(Excerpts of location labeling data)
==============================

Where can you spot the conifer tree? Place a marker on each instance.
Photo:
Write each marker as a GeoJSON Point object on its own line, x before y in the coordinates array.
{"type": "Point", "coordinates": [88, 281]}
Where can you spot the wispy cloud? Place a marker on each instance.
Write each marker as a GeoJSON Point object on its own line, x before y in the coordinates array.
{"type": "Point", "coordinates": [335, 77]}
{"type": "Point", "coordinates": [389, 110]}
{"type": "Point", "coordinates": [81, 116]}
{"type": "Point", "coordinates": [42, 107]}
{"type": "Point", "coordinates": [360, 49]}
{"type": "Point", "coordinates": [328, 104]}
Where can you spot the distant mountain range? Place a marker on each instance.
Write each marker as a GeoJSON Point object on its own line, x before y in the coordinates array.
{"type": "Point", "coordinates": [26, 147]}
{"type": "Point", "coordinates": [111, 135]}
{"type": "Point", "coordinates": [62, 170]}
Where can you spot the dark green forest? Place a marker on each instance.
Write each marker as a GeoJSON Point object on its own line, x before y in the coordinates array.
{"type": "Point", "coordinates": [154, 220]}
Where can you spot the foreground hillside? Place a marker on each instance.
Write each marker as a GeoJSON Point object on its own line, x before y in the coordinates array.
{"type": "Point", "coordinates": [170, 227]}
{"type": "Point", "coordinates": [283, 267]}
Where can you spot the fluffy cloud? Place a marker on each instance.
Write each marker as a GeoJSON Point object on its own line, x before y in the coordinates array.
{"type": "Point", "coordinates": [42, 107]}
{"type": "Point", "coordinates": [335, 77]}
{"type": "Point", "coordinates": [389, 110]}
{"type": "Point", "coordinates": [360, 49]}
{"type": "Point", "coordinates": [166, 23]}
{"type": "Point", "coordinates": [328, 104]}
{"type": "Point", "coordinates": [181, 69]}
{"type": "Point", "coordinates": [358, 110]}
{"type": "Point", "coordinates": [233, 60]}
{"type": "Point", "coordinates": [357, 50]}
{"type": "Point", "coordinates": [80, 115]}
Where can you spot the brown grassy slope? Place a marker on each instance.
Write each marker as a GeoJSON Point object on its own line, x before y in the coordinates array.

==============================

_OBJECTIVE_
Extract each line of the material exactly as it stands.

_WRITTEN SOLUTION_
Where can you spot the conifer tree? Place a marker on each instance.
Photo:
Write each marker as a GeoJSON Point object on its own line, x before y in the coordinates array.
{"type": "Point", "coordinates": [88, 281]}
Where can you spot the wispy cloud? Place a marker on each instance.
Write each marker as a GeoJSON Point object on its own line, x before y in the coordinates array.
{"type": "Point", "coordinates": [335, 77]}
{"type": "Point", "coordinates": [389, 110]}
{"type": "Point", "coordinates": [81, 116]}
{"type": "Point", "coordinates": [42, 107]}
{"type": "Point", "coordinates": [360, 49]}
{"type": "Point", "coordinates": [328, 104]}
Where can you spot the distant mountain range? Place a marker on each instance.
Write each marker as a GeoJSON Point object on its own line, x before y in the coordinates array.
{"type": "Point", "coordinates": [26, 147]}
{"type": "Point", "coordinates": [111, 135]}
{"type": "Point", "coordinates": [62, 170]}
Where can you spot the dark green forest? Place a marker on each instance.
Write each marker as a GeoJSON Point object on its own line, x before y in the coordinates array.
{"type": "Point", "coordinates": [154, 220]}
Where can you spot the foreground hillside? Place a marker on each instance.
Write each marker as a GeoJSON Point object on its own line, x before y in the coordinates array.
{"type": "Point", "coordinates": [170, 227]}
{"type": "Point", "coordinates": [283, 267]}
Where can you spot the fluffy cloud? Place a marker on each instance.
Write each marker as a GeoJSON Point object on its own line, x before y in the coordinates array.
{"type": "Point", "coordinates": [42, 107]}
{"type": "Point", "coordinates": [335, 77]}
{"type": "Point", "coordinates": [389, 110]}
{"type": "Point", "coordinates": [360, 49]}
{"type": "Point", "coordinates": [166, 23]}
{"type": "Point", "coordinates": [328, 104]}
{"type": "Point", "coordinates": [181, 69]}
{"type": "Point", "coordinates": [358, 110]}
{"type": "Point", "coordinates": [233, 60]}
{"type": "Point", "coordinates": [357, 50]}
{"type": "Point", "coordinates": [80, 115]}
Where can you spot the brown grassy slope? Place a marker on each instance.
Write each marker as a GeoJSON Point object on its own line, x before y in the coordinates array.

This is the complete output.